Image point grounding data
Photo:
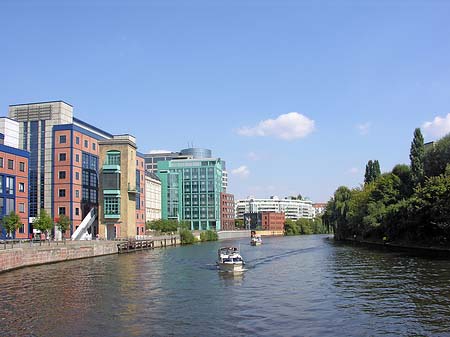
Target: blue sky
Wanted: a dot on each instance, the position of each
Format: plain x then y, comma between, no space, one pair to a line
360,75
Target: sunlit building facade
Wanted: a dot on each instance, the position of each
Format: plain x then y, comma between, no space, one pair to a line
191,191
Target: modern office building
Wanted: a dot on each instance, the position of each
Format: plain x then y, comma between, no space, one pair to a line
13,179
122,188
292,208
152,158
191,191
268,221
227,211
152,197
63,170
64,167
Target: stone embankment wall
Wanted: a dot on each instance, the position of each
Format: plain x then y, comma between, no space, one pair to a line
27,255
223,235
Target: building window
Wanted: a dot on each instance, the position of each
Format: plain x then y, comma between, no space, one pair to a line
112,206
9,186
113,158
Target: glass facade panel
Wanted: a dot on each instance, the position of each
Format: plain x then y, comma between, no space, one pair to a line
112,205
113,158
9,184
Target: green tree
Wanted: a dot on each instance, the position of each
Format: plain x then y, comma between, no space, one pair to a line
404,173
437,157
11,222
430,206
63,223
43,222
416,156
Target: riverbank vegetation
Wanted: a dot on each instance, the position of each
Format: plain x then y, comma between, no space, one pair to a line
305,227
410,204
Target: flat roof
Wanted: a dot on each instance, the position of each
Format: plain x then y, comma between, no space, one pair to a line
43,102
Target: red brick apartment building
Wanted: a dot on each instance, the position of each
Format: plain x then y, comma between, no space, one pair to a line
272,221
14,187
227,211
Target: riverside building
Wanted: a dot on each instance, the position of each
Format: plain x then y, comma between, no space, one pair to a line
122,189
64,168
152,197
191,191
292,208
13,179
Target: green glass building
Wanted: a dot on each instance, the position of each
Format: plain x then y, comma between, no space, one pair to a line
190,191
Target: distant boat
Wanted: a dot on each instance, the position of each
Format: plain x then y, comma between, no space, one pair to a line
230,260
256,240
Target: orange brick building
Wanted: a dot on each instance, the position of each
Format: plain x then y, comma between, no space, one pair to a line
14,187
272,221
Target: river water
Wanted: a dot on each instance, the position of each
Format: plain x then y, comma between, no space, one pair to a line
294,286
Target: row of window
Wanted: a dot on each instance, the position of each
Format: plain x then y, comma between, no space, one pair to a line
9,185
62,211
63,140
11,164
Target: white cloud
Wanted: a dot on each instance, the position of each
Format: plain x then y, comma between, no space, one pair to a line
253,156
288,127
241,171
158,151
439,127
363,128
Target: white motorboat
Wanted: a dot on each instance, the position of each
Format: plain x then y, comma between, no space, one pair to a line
230,260
256,240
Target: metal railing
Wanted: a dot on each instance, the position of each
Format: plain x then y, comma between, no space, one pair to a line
10,244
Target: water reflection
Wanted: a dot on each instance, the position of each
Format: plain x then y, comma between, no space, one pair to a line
403,294
230,278
294,286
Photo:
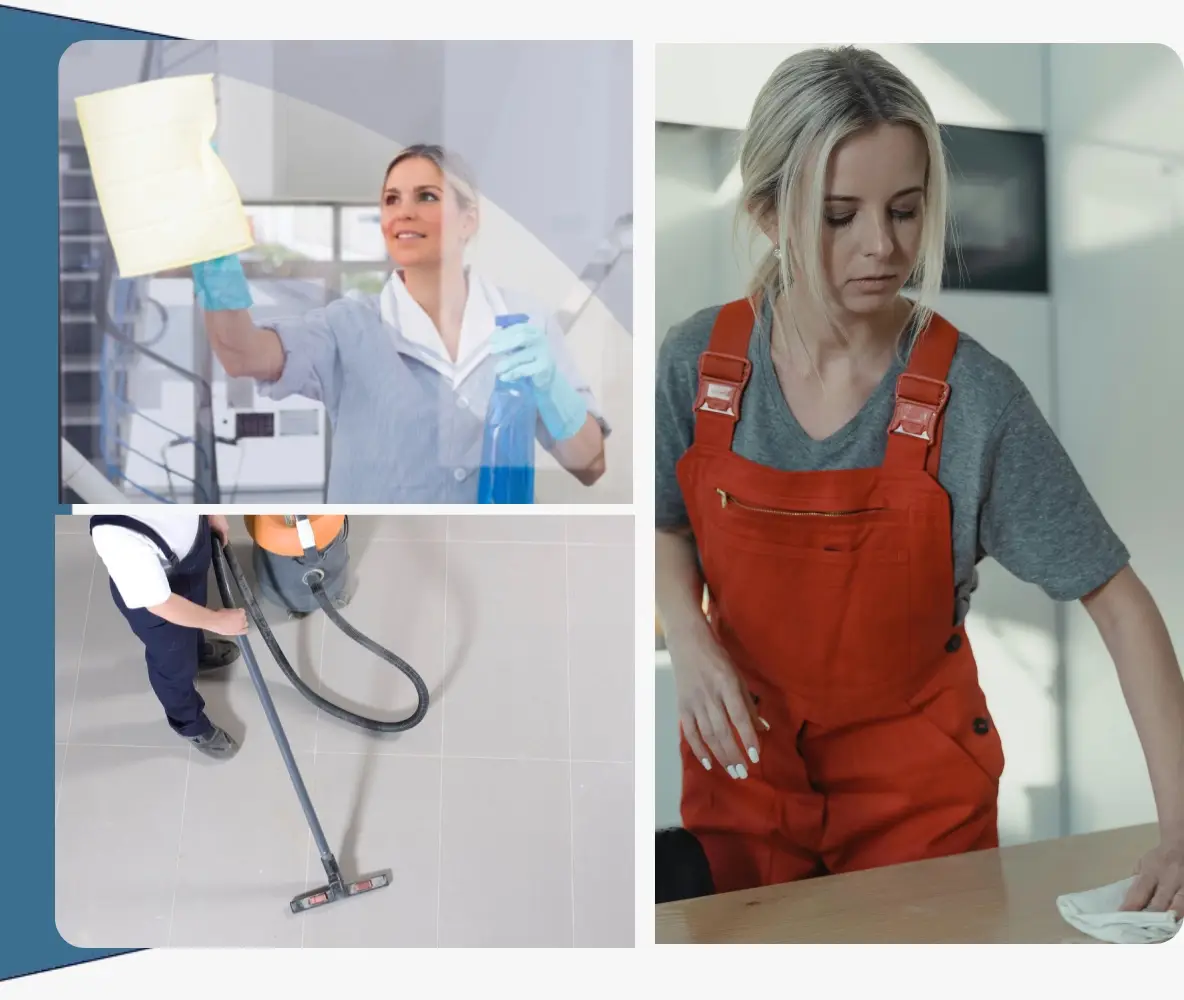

Description of the task: Each line of the entries above that contains "building" is to be copied.

Solved exercise:
Target: sunlit building facade
Target: modern office building
Target: building window
Target: red brick apartment building
Target: riverside building
Target: green glass building
Target: orange brick building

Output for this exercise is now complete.